3 Mayıs 2019 Cuma

STEFAN ZWEİG – MÜREBBİYE


MERHABALAR; 
KİTAPLARIM OLMADAN ASLA BLOGU SEVGİLİ TAKİPÇİLERİ...

Yine yeniden bir Zweig kitabı ile karşınızdayım... 


ARKA KAPAK

Mürebbiyeleri katı bir ahlak anlayışının kurbanı olurken, yetişkin dünyasının gaddarlığıyla tanışan iki masum çocuk; Como gölü kıyısındaki bir otelin dingin ortamında gözüne kestirdiği bir genç kıza imzasız aşk mektupları yazarak zalimce bir oyuna girişen görmüş geçirmiş beyefendi; Tirol Alplerinde küçük bir lokantada gençliğinin platonik aşkıyla karşılaşan, artık düşkün ve yaşlı olan bu adama yıllar öncesinden duyduğu gönül borcunu ödeme fırsatı bulan evli bir kadın; bir genç kızın yarı histerik şefkat arayışında ifadesini bulan susuzluktan kurumuş toprak ve sıkıntılı yağmur bekleyişi. Zweig bu öykü derlemesinde, dönüştürücü deneyimleri sağlam anlatılara dönüştürmekteki ustalığıyla yine insanın kusurlarını, özlemlerini, karşılaştığı engelleyici durumları empatiyle çözümlüyor.

MÜREBBİYE

“Ahlaken zayıf olanların her zaman bir mazereti vardır zaten.”( Sayfa 12)

Genç kadın on iki ve on üç yaşında iki kız kardeşe mürebbiyelik yapmaktadır. Kız kardeşler son dönemde mürebbiyeleri Fraulein’in onlarla eskisi kadar ilgilenmediğini ,içe kapandığını, mutsuz olduğunu fark ederler. Kızlardan küçük olanı mürebbiyelerinin odasında gizlice ağladığını da fark ederler. Bu durumun peşini bırakmayan kızlar, meraklarını yenemeyen kız kardeşler çok geçmeden mürebbiyeleri ile kızların kuzeni Otto arasındaki ilişkiyi fark ederler. Zaten Otto tesadüfmüş gibi onlara katılmakta, kızlarla ve mürebbiyeleri ile vakit geçirmektedir. Çok geçmeden mürebbiyelerinin büyük sırrını da öğrenirler. Mürebbiyelerinin Otto’dan bir çocuğu vardır.

- [Alıştırmanın bölümleri]
1 - Mürebbiye kitabı üzerine yazıdaki "Yine yeniden bir" sözcükleriyle başlayıp "durumları empatiyle çözümlüyor." sözcükleriyle biten bölümü, bu sözcükler de dahil olmak üzere olduğu gibi tekrarlayın.
2 - Mürebbiye kitabı üzerine yazıyı, gösterilen son cümleden sonrasını yazarak sürdürün.

- [Kayıtlar]
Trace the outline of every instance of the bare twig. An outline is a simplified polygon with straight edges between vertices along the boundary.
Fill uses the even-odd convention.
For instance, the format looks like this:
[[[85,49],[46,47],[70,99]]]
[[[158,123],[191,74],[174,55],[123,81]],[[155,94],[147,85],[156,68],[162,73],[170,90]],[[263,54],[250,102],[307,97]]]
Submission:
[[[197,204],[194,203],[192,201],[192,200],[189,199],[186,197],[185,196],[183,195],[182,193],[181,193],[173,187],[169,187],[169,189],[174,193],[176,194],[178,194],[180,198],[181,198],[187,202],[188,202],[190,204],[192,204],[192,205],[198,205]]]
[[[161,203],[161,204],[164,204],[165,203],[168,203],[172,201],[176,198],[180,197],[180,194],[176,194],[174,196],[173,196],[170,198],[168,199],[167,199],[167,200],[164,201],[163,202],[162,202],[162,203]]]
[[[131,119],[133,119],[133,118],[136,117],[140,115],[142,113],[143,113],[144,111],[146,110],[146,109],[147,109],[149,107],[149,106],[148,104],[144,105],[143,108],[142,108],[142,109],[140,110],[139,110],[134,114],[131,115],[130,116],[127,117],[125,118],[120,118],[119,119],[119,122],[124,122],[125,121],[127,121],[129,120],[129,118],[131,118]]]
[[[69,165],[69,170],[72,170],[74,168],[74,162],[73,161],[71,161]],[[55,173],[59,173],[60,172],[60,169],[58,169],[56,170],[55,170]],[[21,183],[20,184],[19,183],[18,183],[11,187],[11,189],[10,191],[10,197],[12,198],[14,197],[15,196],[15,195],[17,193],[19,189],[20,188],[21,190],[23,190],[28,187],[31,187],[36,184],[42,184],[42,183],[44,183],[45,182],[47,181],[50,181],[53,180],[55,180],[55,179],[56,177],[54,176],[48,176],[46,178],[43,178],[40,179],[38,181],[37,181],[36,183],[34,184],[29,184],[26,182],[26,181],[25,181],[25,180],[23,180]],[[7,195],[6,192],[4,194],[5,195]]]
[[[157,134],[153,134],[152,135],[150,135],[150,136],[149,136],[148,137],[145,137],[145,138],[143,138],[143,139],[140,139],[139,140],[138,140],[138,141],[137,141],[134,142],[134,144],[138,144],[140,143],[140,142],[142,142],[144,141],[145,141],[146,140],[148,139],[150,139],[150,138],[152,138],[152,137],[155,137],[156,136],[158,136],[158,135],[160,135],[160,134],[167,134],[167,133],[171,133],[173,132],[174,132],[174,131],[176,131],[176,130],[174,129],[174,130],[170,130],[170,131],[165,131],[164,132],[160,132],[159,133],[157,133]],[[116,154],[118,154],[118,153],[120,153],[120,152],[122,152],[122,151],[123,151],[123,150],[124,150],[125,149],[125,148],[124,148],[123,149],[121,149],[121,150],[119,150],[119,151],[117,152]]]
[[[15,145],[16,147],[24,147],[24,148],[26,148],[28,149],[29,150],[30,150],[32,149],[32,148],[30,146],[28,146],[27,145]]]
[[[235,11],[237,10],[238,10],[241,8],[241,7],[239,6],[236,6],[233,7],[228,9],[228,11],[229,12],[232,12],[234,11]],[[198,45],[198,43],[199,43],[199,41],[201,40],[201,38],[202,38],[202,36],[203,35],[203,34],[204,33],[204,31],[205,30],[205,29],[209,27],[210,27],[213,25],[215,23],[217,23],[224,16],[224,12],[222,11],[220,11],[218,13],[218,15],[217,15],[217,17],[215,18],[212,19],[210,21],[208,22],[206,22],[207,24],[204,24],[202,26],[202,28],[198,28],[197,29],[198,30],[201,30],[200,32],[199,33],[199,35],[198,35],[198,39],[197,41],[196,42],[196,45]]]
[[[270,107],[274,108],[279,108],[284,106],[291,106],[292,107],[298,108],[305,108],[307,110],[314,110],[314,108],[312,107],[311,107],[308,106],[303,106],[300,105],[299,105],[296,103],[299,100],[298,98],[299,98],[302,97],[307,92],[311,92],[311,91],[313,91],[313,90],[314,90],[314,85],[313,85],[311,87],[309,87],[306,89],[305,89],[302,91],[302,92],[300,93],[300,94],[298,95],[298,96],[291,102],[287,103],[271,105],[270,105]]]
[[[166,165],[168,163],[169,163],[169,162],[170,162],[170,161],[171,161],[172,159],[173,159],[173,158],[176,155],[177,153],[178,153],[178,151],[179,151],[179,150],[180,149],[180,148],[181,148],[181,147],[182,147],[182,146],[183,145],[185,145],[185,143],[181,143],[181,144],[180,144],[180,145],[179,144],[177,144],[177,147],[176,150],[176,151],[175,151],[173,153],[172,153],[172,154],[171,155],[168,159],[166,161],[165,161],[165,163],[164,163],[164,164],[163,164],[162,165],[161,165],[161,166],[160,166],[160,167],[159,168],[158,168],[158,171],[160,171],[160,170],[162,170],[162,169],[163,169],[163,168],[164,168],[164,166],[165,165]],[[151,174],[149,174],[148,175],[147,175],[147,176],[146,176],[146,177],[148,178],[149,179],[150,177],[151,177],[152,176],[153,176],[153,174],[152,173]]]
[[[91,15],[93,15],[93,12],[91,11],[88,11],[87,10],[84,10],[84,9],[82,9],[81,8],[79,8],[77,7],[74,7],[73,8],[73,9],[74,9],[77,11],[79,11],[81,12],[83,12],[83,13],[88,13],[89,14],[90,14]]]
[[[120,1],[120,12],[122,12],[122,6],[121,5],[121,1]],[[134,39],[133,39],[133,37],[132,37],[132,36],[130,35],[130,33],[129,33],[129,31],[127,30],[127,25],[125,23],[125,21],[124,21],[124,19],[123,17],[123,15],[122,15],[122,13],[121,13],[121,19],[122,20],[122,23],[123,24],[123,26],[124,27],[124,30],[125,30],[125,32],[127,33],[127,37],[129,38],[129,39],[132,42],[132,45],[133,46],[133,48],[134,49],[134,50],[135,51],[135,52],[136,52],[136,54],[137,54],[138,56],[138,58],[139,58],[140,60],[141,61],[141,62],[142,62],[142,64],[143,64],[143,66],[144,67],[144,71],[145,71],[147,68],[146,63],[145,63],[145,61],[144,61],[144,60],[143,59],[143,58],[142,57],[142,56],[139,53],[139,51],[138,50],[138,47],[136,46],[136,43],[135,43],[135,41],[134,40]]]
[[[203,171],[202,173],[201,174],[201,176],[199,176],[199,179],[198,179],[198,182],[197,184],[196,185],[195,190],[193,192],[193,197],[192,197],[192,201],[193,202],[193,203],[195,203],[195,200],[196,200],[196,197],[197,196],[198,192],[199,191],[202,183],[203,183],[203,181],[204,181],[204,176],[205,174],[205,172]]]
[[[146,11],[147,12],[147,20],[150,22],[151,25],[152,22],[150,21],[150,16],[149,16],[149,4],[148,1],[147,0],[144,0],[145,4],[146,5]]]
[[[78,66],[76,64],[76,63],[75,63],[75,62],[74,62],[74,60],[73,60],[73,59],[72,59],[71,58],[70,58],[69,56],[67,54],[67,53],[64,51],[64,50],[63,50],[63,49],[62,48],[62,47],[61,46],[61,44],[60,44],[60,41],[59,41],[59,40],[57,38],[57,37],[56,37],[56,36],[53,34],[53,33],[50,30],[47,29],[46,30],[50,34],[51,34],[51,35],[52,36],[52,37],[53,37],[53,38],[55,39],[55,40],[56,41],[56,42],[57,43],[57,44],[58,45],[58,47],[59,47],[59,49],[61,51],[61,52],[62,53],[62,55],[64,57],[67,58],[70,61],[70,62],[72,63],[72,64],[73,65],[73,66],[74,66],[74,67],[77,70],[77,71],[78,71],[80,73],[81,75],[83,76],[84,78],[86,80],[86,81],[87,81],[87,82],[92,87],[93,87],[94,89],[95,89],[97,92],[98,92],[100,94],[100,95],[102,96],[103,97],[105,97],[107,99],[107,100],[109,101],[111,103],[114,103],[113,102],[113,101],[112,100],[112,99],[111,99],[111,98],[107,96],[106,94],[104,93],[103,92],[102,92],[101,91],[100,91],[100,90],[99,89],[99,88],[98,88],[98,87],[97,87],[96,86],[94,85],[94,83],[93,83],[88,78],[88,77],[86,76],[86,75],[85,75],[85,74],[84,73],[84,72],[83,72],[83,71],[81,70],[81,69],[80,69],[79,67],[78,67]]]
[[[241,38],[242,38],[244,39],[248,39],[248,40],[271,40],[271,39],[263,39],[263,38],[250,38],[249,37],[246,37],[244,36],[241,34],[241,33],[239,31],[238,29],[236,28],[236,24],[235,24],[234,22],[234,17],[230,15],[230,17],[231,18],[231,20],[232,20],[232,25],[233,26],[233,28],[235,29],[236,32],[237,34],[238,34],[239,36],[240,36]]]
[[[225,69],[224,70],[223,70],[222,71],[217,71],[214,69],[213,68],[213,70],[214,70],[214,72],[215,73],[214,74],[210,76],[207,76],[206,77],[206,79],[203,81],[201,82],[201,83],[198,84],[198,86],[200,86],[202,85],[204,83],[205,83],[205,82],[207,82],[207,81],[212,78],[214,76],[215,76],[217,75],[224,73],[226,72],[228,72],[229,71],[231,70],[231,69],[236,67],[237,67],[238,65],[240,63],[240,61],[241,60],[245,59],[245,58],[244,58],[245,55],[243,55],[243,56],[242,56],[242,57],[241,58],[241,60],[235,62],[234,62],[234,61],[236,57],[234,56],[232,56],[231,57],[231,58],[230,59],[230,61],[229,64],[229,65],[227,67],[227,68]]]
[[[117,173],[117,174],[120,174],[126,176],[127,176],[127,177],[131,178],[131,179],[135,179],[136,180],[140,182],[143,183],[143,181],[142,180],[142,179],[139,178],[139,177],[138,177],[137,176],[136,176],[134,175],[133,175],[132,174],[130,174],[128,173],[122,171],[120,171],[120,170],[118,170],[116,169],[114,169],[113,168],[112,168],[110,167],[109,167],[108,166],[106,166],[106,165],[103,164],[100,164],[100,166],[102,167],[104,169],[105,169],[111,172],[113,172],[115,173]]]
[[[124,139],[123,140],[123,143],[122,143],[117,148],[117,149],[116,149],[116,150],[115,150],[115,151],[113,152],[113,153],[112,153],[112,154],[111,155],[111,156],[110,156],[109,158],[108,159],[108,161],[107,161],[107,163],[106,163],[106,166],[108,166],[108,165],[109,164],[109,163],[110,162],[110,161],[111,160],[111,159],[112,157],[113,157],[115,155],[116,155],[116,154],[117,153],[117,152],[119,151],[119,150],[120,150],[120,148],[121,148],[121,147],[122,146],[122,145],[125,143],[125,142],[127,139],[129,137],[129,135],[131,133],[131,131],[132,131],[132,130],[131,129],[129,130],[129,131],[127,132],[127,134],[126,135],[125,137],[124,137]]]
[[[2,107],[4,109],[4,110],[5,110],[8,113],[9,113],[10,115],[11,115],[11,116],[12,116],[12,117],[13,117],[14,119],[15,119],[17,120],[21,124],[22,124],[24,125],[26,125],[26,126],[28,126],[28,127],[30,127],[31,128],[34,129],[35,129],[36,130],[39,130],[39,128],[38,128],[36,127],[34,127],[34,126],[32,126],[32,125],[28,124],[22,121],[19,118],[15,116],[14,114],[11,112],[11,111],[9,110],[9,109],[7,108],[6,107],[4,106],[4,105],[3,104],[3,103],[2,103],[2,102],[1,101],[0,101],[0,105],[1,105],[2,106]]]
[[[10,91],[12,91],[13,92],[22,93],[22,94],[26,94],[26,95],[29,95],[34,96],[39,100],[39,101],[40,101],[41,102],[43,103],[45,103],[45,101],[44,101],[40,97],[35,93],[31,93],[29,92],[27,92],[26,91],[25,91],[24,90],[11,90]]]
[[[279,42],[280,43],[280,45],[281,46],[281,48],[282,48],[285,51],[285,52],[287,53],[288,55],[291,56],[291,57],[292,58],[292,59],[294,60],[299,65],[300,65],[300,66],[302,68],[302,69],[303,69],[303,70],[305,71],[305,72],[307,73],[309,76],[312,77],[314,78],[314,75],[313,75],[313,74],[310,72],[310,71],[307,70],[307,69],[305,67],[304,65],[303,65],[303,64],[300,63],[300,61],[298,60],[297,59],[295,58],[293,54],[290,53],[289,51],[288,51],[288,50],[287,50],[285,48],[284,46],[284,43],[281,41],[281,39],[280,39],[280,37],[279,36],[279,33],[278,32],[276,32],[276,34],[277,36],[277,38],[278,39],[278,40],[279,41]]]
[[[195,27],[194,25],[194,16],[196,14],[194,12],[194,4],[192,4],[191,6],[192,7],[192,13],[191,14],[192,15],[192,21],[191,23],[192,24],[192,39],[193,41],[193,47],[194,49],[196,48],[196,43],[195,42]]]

- [Çözümler]
1 -
Yine yeniden bir Zweig kitabı ile karşınızdayım... 


ARKA KAPAK

Mürebbiyeleri katı bir ahlak anlayışının kurbanı olurken, yetişkin dünyasının gaddarlığıyla tanışan iki masum çocuk; Como gölü kıyısındaki bir otelin dingin ortamında gözüne kestirdiği bir genç kıza imzasız aşk mektupları yazarak zalimce bir oyuna girişen görmüş geçirmiş beyefendi; Tirol Alplerinde küçük bir lokantada gençliğinin platonik aşkıyla karşılaşan, artık düşkün ve yaşlı olan bu adama yıllar öncesinden duyduğu gönül borcunu ödeme fırsatı bulan evli bir kadın; bir genç kızın yarı histerik şefkat arayışında ifadesini bulan susuzluktan kurumuş toprak ve sıkıntılı yağmur bekleyişi. Zweig bu öykü derlemesinde, dönüştürücü deneyimleri sağlam anlatılara dönüştürmekteki ustalığıyla yine insanın kusurlarını, özlemlerini, karşılaştığı engelleyici durumları empatiyle çözümlüyor.

2 -
Bir süre sınavlarına çalışma bahanesi ile Otto evden ayrılır. Çok geçmeden su yüzüne çıkan olaylar yüzünden evin hanımı mürebbiyenin işine son verir. Fraulein ertesi  gün evden ayrılacaktır. Ertesi sabah kızlar mürebbiyelerini mutlu etmek için odasına çiçeklerle gitseler de mürebbiyeleri odada yoktur.
DEVAMI KİTABIMIZDA…


YAZ NOVELLASI

“Yıldızlar yanıp sönen sessizlikleri içinde öylece duruyorlardı ; yalnız arada bir içlerinden biri elmassı dizinin içinden aniden ayrılıp yaz gecesinin içine kayıveriyor ; karanlığın içinde, vadilere, yarlara, dağlara veya uzak sulara doğru nereye gittiğini bilmeden kör bir kuvvetle savruluyordu, bir insan yaşamının bilinmeyen bir kaderin sarp derinliklerine savruluşu gibi...”( Sayfa 30)
Yazar ağustos ayını Como gölü kıyısındaki Cadenabbia’da geçirmektedir. Otelin hemen hemen boş olduğu günlerde yazarın yaşlı, kibar ve kültürlü bir adam dikkatini çeker. Bir akşam otelin önündeki terasta bu bey ile yazar sohbet ederler. Yaşlı adam yürüyüşe çıkmayı teklif eder. yürüyüş esnasında da bir önceki yıl yaşadığı bir olayı anlatır.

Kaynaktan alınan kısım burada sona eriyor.